• [Exercise prompt]
Write each line exactly, from the line that holds "Every instance of the white sneaker" through the final line of the material, and no other line.

• [Stored data entries]
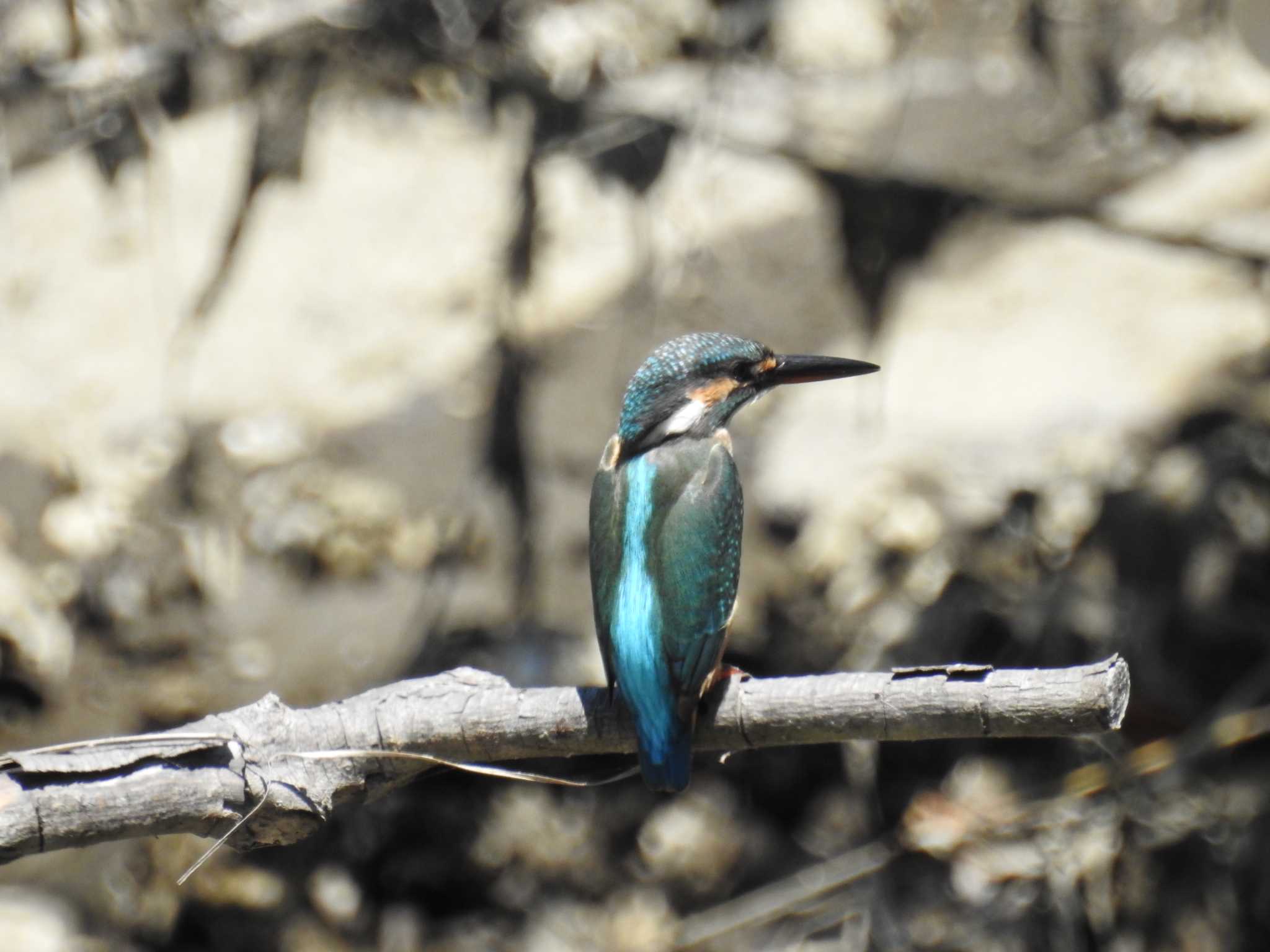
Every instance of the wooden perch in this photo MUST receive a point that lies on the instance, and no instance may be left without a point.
(206, 776)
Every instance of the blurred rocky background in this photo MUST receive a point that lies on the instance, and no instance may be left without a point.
(314, 319)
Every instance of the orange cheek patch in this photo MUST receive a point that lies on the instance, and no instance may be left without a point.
(714, 391)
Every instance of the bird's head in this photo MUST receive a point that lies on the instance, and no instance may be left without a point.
(693, 385)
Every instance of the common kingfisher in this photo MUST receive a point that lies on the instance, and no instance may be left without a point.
(666, 513)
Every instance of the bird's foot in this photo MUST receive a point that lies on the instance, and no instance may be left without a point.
(724, 672)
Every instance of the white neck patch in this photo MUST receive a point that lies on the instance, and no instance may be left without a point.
(685, 418)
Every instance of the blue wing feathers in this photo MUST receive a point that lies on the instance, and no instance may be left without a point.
(664, 596)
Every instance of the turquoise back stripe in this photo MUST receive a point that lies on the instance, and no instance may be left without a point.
(637, 628)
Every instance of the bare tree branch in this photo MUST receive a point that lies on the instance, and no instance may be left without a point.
(203, 777)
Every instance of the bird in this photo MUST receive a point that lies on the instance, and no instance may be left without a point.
(666, 526)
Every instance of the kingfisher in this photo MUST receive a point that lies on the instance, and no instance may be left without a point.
(666, 518)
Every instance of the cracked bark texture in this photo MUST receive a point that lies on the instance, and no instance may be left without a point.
(203, 777)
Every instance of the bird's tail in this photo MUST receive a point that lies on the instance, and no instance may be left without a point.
(666, 754)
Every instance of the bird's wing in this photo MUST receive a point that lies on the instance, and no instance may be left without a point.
(698, 550)
(606, 558)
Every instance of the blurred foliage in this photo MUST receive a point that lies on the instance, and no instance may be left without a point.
(230, 557)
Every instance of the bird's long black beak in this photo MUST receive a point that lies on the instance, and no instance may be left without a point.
(803, 368)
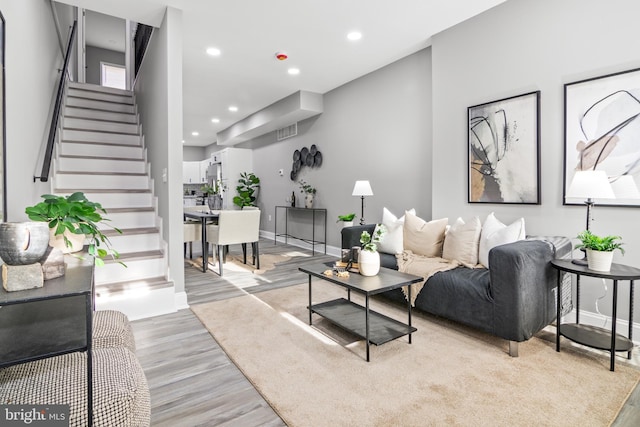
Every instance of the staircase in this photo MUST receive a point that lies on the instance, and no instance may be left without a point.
(101, 153)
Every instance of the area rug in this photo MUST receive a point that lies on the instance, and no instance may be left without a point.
(450, 375)
(234, 263)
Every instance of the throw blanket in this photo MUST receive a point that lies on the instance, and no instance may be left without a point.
(422, 266)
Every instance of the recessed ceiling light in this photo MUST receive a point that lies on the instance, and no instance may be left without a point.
(213, 51)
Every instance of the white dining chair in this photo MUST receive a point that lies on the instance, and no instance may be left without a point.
(235, 227)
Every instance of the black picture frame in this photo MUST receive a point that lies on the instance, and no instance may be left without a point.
(503, 160)
(602, 132)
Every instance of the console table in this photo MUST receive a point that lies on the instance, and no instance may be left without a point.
(593, 336)
(315, 212)
(50, 321)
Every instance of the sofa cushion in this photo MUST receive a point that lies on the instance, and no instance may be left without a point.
(461, 242)
(495, 233)
(392, 243)
(422, 237)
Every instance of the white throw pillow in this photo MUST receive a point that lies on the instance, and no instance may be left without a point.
(422, 237)
(392, 241)
(495, 233)
(461, 242)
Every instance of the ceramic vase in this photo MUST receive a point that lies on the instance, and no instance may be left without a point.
(215, 202)
(23, 243)
(599, 260)
(308, 200)
(369, 263)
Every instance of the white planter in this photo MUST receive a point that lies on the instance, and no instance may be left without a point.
(308, 200)
(598, 260)
(369, 263)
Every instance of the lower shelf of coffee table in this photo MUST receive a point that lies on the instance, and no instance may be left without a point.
(594, 337)
(352, 317)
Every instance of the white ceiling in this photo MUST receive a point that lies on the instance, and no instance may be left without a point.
(311, 32)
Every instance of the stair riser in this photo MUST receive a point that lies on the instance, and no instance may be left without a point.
(98, 150)
(130, 220)
(72, 164)
(97, 125)
(100, 96)
(100, 105)
(101, 137)
(125, 243)
(100, 115)
(121, 200)
(135, 270)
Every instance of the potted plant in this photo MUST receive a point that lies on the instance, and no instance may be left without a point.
(369, 260)
(248, 186)
(347, 220)
(309, 192)
(74, 216)
(599, 249)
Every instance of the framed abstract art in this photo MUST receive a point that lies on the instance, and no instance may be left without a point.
(602, 133)
(504, 151)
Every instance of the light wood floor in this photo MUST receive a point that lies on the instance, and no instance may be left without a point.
(191, 379)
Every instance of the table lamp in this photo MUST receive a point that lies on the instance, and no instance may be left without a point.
(362, 188)
(589, 185)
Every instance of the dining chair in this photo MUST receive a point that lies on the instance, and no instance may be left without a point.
(236, 227)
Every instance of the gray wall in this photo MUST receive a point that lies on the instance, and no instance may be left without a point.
(159, 95)
(193, 154)
(94, 56)
(518, 47)
(377, 127)
(31, 70)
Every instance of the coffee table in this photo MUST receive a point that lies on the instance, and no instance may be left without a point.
(374, 327)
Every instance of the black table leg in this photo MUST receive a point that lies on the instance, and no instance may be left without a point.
(309, 299)
(205, 246)
(409, 310)
(559, 293)
(613, 324)
(367, 323)
(630, 317)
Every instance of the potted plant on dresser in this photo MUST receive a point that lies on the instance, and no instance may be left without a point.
(369, 259)
(74, 217)
(599, 249)
(347, 220)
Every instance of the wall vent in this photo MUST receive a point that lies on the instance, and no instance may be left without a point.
(287, 132)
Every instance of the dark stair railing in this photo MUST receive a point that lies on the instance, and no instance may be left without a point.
(140, 42)
(46, 164)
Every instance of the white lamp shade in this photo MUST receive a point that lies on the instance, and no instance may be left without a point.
(362, 188)
(590, 185)
(625, 188)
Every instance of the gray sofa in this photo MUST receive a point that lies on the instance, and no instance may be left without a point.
(513, 299)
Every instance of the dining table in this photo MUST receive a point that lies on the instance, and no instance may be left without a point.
(205, 217)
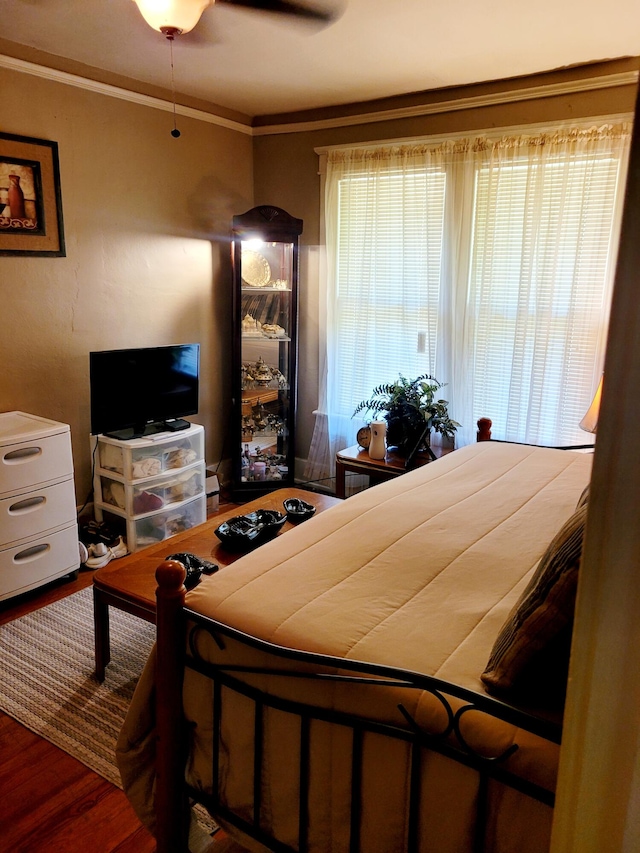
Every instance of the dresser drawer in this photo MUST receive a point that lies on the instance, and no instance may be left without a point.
(45, 558)
(34, 513)
(26, 464)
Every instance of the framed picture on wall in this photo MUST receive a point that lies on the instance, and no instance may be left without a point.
(30, 197)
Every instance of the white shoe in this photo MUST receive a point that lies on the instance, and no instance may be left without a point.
(101, 554)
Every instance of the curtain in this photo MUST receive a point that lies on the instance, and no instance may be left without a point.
(486, 262)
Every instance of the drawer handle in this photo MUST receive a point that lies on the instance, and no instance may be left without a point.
(30, 554)
(27, 505)
(23, 454)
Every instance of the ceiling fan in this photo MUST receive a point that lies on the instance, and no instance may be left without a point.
(173, 17)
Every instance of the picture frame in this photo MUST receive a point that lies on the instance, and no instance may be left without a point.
(30, 197)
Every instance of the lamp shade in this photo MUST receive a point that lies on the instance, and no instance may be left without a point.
(179, 15)
(589, 423)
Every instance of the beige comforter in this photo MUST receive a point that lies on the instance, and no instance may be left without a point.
(417, 573)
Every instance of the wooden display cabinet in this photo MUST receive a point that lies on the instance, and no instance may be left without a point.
(265, 349)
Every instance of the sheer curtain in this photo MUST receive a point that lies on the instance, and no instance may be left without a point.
(487, 262)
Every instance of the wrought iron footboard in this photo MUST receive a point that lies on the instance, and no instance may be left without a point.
(228, 679)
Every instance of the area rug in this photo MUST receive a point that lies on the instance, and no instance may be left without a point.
(47, 679)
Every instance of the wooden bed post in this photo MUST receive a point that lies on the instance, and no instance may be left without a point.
(172, 826)
(484, 429)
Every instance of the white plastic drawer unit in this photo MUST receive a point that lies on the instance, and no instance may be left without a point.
(34, 512)
(34, 461)
(33, 563)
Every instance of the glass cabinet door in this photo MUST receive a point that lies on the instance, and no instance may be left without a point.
(265, 273)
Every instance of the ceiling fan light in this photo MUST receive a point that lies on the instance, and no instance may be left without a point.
(178, 15)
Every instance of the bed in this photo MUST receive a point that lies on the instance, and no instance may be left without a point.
(388, 676)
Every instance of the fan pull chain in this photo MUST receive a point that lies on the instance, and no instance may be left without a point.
(175, 132)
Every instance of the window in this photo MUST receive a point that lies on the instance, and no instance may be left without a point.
(487, 263)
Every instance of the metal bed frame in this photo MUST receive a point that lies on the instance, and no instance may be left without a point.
(179, 629)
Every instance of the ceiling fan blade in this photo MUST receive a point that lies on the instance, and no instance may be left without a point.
(284, 7)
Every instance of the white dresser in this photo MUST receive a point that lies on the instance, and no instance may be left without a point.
(38, 525)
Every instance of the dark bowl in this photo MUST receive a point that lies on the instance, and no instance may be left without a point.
(248, 531)
(298, 510)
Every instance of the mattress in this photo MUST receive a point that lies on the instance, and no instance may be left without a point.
(417, 573)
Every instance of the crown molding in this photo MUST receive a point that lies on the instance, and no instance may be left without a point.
(552, 90)
(117, 92)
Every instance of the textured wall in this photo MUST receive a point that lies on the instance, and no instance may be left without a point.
(146, 220)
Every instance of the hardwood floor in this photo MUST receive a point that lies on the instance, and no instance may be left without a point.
(49, 800)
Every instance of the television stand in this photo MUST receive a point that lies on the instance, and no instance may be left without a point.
(173, 425)
(176, 424)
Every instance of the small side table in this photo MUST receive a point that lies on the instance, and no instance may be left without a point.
(358, 461)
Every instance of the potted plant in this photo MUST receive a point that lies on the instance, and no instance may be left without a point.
(411, 410)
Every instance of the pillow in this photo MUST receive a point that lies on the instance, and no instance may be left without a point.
(528, 640)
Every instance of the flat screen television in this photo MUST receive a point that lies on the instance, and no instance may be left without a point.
(139, 392)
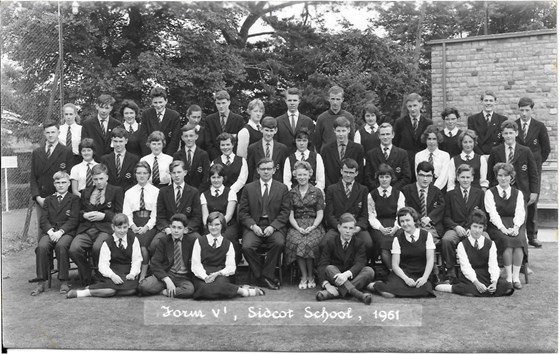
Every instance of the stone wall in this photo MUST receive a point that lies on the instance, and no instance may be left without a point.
(512, 65)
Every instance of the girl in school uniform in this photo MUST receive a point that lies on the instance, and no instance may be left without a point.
(478, 258)
(213, 263)
(413, 260)
(119, 263)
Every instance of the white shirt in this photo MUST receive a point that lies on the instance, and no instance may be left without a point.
(495, 218)
(196, 264)
(131, 202)
(373, 221)
(319, 172)
(441, 165)
(105, 257)
(76, 130)
(465, 264)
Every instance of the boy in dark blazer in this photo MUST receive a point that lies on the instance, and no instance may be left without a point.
(389, 154)
(264, 210)
(161, 119)
(59, 221)
(409, 129)
(430, 209)
(342, 267)
(459, 204)
(46, 160)
(223, 121)
(343, 148)
(487, 124)
(99, 128)
(195, 159)
(99, 204)
(534, 135)
(120, 163)
(267, 147)
(290, 122)
(171, 276)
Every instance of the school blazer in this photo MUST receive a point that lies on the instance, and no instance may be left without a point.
(189, 206)
(92, 129)
(114, 196)
(526, 172)
(127, 178)
(163, 257)
(352, 259)
(42, 169)
(398, 160)
(278, 207)
(286, 136)
(169, 126)
(337, 204)
(64, 216)
(332, 161)
(234, 123)
(537, 140)
(488, 135)
(456, 211)
(198, 173)
(255, 152)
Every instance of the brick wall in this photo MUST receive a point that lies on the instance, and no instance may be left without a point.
(512, 65)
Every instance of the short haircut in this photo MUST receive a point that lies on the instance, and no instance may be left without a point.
(158, 91)
(429, 130)
(105, 100)
(269, 122)
(509, 124)
(346, 217)
(131, 105)
(341, 122)
(507, 167)
(425, 166)
(156, 136)
(349, 163)
(219, 216)
(525, 101)
(182, 218)
(120, 219)
(143, 164)
(448, 111)
(221, 95)
(99, 169)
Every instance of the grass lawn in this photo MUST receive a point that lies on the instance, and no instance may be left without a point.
(525, 322)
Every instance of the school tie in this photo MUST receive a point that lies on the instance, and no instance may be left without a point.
(155, 177)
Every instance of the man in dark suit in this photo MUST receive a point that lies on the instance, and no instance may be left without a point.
(342, 267)
(61, 212)
(223, 121)
(427, 200)
(459, 204)
(534, 135)
(161, 119)
(99, 204)
(195, 159)
(389, 154)
(486, 124)
(267, 147)
(120, 163)
(264, 210)
(46, 160)
(177, 198)
(409, 129)
(343, 148)
(171, 264)
(348, 196)
(289, 123)
(99, 128)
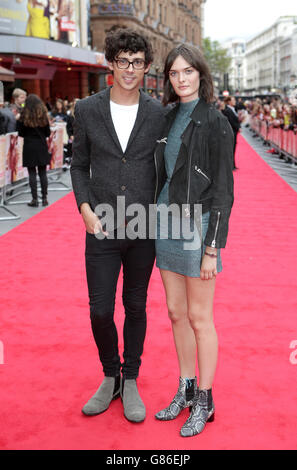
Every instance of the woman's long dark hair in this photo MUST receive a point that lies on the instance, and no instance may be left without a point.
(34, 113)
(196, 59)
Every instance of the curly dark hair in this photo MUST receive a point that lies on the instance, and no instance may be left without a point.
(127, 40)
(196, 59)
(34, 113)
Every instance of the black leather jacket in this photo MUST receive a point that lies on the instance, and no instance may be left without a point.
(203, 171)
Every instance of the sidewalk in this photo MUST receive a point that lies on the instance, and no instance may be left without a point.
(26, 212)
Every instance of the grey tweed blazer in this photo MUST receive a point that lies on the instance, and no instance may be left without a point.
(100, 171)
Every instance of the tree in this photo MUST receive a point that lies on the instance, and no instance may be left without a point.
(217, 59)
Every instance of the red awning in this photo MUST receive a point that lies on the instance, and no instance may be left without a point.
(6, 75)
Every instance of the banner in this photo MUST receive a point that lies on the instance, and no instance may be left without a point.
(47, 19)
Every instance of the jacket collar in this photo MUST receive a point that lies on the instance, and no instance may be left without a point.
(104, 107)
(198, 115)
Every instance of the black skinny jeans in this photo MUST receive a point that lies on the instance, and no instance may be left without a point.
(104, 259)
(33, 180)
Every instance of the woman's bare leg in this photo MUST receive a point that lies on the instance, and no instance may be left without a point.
(184, 337)
(200, 294)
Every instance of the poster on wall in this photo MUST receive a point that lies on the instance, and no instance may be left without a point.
(47, 19)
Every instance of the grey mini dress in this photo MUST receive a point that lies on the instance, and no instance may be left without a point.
(179, 243)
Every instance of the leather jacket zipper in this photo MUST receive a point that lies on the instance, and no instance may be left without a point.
(213, 243)
(201, 172)
(187, 209)
(157, 178)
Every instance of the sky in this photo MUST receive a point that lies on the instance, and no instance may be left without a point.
(225, 19)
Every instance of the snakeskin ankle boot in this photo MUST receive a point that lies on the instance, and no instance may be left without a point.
(203, 411)
(184, 398)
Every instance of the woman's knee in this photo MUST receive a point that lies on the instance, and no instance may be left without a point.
(176, 311)
(201, 321)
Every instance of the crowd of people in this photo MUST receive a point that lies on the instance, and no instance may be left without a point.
(275, 111)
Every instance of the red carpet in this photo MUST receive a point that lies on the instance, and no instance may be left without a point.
(50, 366)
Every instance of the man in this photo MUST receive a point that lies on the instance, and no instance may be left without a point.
(19, 97)
(232, 116)
(115, 132)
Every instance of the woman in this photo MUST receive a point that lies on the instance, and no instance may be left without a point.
(59, 112)
(33, 126)
(194, 158)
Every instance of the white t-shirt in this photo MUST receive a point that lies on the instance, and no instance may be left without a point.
(123, 118)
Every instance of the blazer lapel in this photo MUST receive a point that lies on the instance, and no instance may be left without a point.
(104, 108)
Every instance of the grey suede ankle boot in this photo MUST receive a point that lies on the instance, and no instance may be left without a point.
(109, 390)
(134, 409)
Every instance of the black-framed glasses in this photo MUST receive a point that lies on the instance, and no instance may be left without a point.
(137, 64)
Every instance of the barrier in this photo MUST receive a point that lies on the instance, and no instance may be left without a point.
(283, 141)
(14, 177)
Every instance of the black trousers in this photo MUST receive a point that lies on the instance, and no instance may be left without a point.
(104, 259)
(33, 180)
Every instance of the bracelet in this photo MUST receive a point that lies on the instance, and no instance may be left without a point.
(212, 255)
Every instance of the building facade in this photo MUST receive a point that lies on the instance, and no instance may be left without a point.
(236, 72)
(49, 56)
(263, 56)
(164, 22)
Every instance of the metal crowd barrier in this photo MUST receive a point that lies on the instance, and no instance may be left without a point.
(10, 190)
(284, 142)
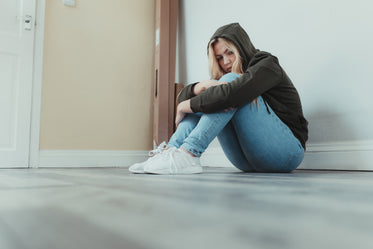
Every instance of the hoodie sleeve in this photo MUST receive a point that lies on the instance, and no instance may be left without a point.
(186, 93)
(263, 73)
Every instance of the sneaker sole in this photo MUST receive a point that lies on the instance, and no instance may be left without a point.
(186, 171)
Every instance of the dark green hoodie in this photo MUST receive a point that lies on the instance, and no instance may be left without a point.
(263, 76)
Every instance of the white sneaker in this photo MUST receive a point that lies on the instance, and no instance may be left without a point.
(173, 161)
(138, 168)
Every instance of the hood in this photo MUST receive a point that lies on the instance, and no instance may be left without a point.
(238, 36)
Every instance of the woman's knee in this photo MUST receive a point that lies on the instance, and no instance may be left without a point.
(229, 77)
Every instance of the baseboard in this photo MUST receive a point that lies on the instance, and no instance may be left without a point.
(79, 158)
(349, 155)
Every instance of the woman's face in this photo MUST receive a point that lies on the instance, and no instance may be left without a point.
(224, 56)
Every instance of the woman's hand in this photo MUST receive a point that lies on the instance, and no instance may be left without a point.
(203, 85)
(182, 109)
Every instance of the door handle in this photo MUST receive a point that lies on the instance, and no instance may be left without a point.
(28, 22)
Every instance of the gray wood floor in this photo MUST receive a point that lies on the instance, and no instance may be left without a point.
(222, 208)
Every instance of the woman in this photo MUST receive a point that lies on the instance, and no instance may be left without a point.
(251, 105)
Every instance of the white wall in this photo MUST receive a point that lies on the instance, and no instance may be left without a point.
(324, 46)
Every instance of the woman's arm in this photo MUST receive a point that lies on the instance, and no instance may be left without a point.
(263, 73)
(196, 89)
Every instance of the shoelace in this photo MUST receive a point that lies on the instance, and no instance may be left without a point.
(158, 150)
(173, 167)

• [Expected output]
Every instance of the white sneaker in this photo MUST receive a point that lies on the instance, and no instance may be left without a point.
(173, 161)
(138, 168)
Every instance of the hood in this photo MUST receive a point that lies on the instance, and no instance may be left without a point.
(238, 36)
Every instance of the woman's knee in this photo MUST receive a point that lies on the instance, and no instance may be left without a point.
(229, 77)
Every instance of the baseboard in this photo MUST receive a point that lies on the instance, and no instance may be left without a point.
(79, 158)
(349, 155)
Every instance of the woman's face in this photo MUST receive a point that lies on the instance, and no instance may be left without a point.
(224, 56)
Every instance of the woman's hand in this photo MUST receive a point that lies on the instance, and no instance may be left without a point.
(203, 85)
(182, 109)
Every instance of the door handle in this photo MUST receive a point that lies on the instance, and no instance may be left without a point.
(28, 22)
Every instance of the gray wood floor in this photo MUST receive a point that lies on the instance, and no instance may be left without a point.
(222, 208)
Every instance of the woman in this photo MUST receive a point that lies on the instance, and no instance may be left without a point.
(251, 105)
Every instance of the white wall in this photo MUST receive a point that lies on the instance, and no instance may be left without a point.
(324, 46)
Every instance of the woman's arm in this photo MUST receive a point that lies on the instance, and no instance may be left without a point.
(263, 73)
(196, 89)
Every instance of the shoelace in this photo MUST receive a point that lies on the instance, and no instance may be left without a point.
(158, 150)
(173, 167)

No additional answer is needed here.